Segment Start: QUOTED PASSAGE

Hacker News new | ask | show | jobs
by GodelNumbering 12 days ago
Another neat thing is, they publish hourly caching states for ALL model/provider combinations. I did some research on it to come up with a provider tiers list and found a bunch of open-source 3rd party hosts are simply trash tier https://dirac.run/posts/cache-hit-rates-agents
3 comments

I would recommend tracking this data over time. I work on Cloudflare's KV cache for Kimi K2.6, and while there are periods where our cache rate is low, we are frequently in the 80-90% range. OpenRouter shows us at 87.3% at the time of this post. We observe cache rates change quite a bit from hour to hour.
True for Kimi, but the results I published are average across the models (CF has over 10 models on openrouter). Your current Kimi K2.6 is over 80% but Gemma 4 26B A4B is 0%. https://openrouter.ai/google/gemma-4-26b-a4b-it

This is also the reason providers like Anthropic scored lower because while Opus 4.7 is close to 90%, Opus 4.5 is 45%

My point was not about our ranking specifically, but the methodology of taking a point-in-time sample.
Thank you so much for this! I've been working on exactly this problem this week (which OpenRouter providers have the highest cache rate on average) because cache cost is sometimes half your cost: I'd much rather use a provider with more input caching with a more expensive/better LLM. Your results and lists seem more comprehensive than what I've done so far. Very helpful!
Agents push the full conversation history into context every turn

Why?

Maybe this is a dumb question, but why wouldn't an agent "keep the conversation going", like I do when interacting with an LLM through a web page? (I understand how it's impractical for long-running tasks where the agent has to wait days for the next input, but assume that's not the majority of use cases)

I’m not sure I understand your question. Every interaction you have with a model in a web page does the same thing in the backend. It feeds the whole conversation history, perhaps with a bit of processing, into the model so it can process the next generation. Filling the context window is how these models retain coherence.
LLMs are stateless, to predict next tokens they need the history. When you write your own agents you will be very selective and might trim context and heavily segment different tasks, but generic ones don't do that (at best they spawn subjects to handle smaller tasks)
That said, the KV cache is very much not stateless, so internally inference APIs will be highly incentivized to route requests to instances with as much a shared prefix cached as possible.
Thanks. If I ran it local, presumably I could keep the state cached forever. Can you "reserve" resources from a frontier provider to guarantee your state stays "hot"? (Analogous to reserving a whole VM instead of a slice)

Segment End: QUOTED PASSAGE
Segment Start: THE DATA

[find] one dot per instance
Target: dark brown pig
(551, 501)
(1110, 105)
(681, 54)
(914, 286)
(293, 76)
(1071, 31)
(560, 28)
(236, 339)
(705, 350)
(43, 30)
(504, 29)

Segment End: THE DATA

WORK TO COMPLETE:
1 > From the Hacker News thread on cache hit rates above, write out the passage that begins at the words "That said, the" and stops after the words "of a slice)".
2 > List every specific AI model that the Hacker News thread on cache hit rates mentions by name.

SOLUTIONS IN ORDER:
1 >
That said, the KV cache is very much not stateless, so internally inference APIs will be highly incentivized to route requests to instances with as much a shared prefix cached as possible.
Thanks. If I ran it local, presumably I could keep the state cached forever. Can you "reserve" resources from a frontier provider to guarantee your state stays "hot"? (Analogous to reserving a whole VM instead of a slice)

2 >
- Kimi K2.6
- Gemma 4 26B A4B
- Opus 4.7
- Opus 4.5